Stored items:

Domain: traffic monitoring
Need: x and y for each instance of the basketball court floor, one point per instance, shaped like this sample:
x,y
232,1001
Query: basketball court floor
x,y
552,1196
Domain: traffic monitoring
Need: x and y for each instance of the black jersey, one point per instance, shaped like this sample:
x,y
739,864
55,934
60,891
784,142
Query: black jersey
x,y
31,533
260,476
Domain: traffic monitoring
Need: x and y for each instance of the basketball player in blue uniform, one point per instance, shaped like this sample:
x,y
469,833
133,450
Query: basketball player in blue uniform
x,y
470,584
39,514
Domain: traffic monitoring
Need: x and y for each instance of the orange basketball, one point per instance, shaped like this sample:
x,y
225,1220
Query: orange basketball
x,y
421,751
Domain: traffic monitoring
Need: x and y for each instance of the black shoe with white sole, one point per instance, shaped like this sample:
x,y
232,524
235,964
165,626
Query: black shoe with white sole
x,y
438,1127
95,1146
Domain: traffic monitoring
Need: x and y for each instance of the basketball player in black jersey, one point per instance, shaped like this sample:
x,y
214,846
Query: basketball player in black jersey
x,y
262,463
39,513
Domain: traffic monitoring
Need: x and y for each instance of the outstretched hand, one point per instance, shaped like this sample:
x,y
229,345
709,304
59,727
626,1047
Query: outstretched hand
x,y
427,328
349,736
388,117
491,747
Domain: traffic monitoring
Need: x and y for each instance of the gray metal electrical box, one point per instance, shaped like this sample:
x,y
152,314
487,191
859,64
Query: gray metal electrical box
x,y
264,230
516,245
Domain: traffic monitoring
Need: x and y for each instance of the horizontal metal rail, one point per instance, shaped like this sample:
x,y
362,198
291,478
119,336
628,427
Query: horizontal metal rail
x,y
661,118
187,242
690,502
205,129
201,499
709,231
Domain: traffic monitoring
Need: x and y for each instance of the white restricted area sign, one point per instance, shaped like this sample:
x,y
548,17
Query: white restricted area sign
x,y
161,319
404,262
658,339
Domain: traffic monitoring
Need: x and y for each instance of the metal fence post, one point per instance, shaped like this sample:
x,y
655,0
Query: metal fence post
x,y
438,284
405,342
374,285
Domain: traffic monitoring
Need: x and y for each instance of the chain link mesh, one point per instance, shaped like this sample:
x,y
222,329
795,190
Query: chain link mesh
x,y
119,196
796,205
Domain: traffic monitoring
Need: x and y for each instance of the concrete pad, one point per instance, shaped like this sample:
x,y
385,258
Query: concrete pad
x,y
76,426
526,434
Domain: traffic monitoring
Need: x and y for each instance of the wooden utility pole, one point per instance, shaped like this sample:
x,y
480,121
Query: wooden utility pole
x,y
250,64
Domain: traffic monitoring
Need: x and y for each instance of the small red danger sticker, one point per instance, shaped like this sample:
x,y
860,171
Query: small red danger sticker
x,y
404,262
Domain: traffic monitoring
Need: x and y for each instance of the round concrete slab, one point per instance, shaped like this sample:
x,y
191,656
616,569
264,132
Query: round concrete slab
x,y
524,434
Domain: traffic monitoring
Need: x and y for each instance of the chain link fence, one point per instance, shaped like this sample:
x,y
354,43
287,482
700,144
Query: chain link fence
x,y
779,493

Problem to solve: Could you write out all of the entries precisely as they stand?

Result:
Domain: traffic monitoring
Need: x and y for each instance of the basketball court floor, one point per instance, shaped like this sample:
x,y
232,1001
Query: basketball court floor
x,y
552,1196
Domain: traffic monitoring
Need: x and y for each instance of the black jersey, one point per instance, shaped like this sample:
x,y
739,864
55,934
60,891
784,142
Query: black jersey
x,y
31,533
260,476
Domain: traffic monitoring
Need: x and y for each instance of the basketball player in blue uniform, one point per instance, shaped like this sample:
x,y
469,833
133,450
Query: basketball player in blue uniform
x,y
470,584
39,514
Domain: traffic monitoring
Need: x and y for each instance of the orange basketball, one point per instance, shaped like this sample:
x,y
225,1220
Query: orange basketball
x,y
421,751
Domain: traffic monitoring
Need: x and y for each instance of the black shoe with white sole, one point per instance, shaped like this sample:
x,y
232,524
235,964
165,626
Query: black shoe with white sole
x,y
438,1127
95,1146
Domain: traffic monitoring
Need: x and y for each instance of the basketball player in black jersey, one point per instance, shaped like this sample:
x,y
214,846
Query: basketball player in black jersey
x,y
262,463
39,513
Domain: traffic monitoring
Need: x and y for each instance of the outstretched hand, one point per instance, shaped like this sample:
x,y
229,345
709,304
59,727
626,1047
Query: outstretched hand
x,y
427,328
349,736
388,117
491,747
Domain: traffic monitoring
Need: x and y for each instance of the gray metal electrical box, one point per instance, shaped like this sample:
x,y
152,314
487,191
859,64
Query: gray metal electrical box
x,y
264,230
516,245
Domain: traffic monitoring
Need: x and y for each instance of the horizontal metal rail, one point per instance, shaped like this sample:
x,y
362,198
291,478
119,336
628,427
Query: horizontal metal rail
x,y
661,118
187,242
690,502
205,129
201,499
709,231
Domain: traffic monitoring
Need: x and y for each instance of the white restricted area sign, one point per instance, shaped like this sample:
x,y
548,17
Query: white restricted area sign
x,y
161,319
404,262
658,339
Domain: traffic monitoring
Need: x and y for each instance of the metal fence post, one point per instance, shaped like this sample:
x,y
655,0
Query: metal fence post
x,y
438,284
405,342
374,285
Domain: traffic monitoring
Need: x and y for each instance of the chain link mesh, one point per instance, shaped like this sample:
x,y
222,329
795,190
Query: chain link mesh
x,y
119,196
796,205
Domain: traffic monitoring
Need: x and y for each instance of the concrete pad, one point per instance, shaped like this sample:
x,y
385,258
Query: concrete pad
x,y
76,426
526,434
Domain: traffic monitoring
Need: x and y for each instance of the wooden utility pole, one point per instance, shaped like this sample:
x,y
480,121
Query: wooden utility pole
x,y
250,64
Domain: traffic monitoring
Need: x and y for each instance of the small red danger sticker, one point per instance, shaped like this sample:
x,y
860,171
Query: small red danger sticker
x,y
404,262
Domain: traffic monitoring
Need: x and y for each instance of the round concrete slab, one point per instance, shaped like this sample:
x,y
191,656
616,569
264,132
Query: round concrete slab
x,y
524,434
Domain: traffic monitoring
Need: x and y for each instance of the chain link fence, one point per instance, shaped like this sample:
x,y
354,43
287,482
700,144
Query: chain link fence
x,y
779,493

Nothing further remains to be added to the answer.